● **Prompt**: Please count the lines in the listing below that contain the string "mountain", matching case exactly, and reply with only the number.

[begin Materials provided]

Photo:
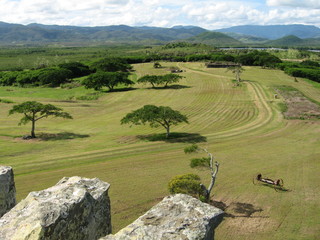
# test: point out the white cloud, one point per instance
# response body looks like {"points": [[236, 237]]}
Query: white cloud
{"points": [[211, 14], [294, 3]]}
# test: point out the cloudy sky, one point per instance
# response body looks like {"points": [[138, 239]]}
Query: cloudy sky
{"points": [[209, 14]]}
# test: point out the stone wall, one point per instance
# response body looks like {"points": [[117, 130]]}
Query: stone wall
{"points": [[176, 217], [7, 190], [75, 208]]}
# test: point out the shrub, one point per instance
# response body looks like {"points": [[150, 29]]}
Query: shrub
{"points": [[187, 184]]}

[end Materials provided]
[begin Materials provided]

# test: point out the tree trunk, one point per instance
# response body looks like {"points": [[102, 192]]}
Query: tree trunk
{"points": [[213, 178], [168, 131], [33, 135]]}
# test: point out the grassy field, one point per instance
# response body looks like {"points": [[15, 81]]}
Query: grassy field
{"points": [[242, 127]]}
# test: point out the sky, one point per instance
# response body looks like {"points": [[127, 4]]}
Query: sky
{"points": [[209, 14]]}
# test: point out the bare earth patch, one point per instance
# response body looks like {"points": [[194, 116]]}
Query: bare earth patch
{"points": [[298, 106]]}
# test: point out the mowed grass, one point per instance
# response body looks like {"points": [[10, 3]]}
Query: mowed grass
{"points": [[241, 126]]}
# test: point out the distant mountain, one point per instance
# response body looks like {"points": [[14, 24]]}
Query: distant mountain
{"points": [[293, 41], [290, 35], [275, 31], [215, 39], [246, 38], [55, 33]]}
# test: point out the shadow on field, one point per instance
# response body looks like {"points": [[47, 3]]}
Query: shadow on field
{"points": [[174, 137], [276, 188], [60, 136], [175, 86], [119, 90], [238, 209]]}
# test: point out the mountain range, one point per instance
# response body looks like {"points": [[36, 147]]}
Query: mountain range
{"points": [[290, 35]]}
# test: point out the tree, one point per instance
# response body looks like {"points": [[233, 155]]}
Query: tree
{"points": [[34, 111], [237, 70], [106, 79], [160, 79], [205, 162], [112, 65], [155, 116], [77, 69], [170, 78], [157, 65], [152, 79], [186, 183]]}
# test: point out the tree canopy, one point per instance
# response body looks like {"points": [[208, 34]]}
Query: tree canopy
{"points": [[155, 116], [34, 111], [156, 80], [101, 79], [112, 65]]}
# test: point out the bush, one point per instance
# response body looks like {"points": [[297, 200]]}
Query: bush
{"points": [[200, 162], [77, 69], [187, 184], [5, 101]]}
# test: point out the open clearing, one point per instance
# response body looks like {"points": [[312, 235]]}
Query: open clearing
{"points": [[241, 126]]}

[end Materials provided]
[begin Materials provided]

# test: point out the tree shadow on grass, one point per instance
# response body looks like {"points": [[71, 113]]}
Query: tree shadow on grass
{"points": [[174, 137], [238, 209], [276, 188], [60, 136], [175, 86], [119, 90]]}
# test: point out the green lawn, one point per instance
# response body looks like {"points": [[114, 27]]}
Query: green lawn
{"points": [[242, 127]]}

[end Materials provided]

● **Finished exercise**: 4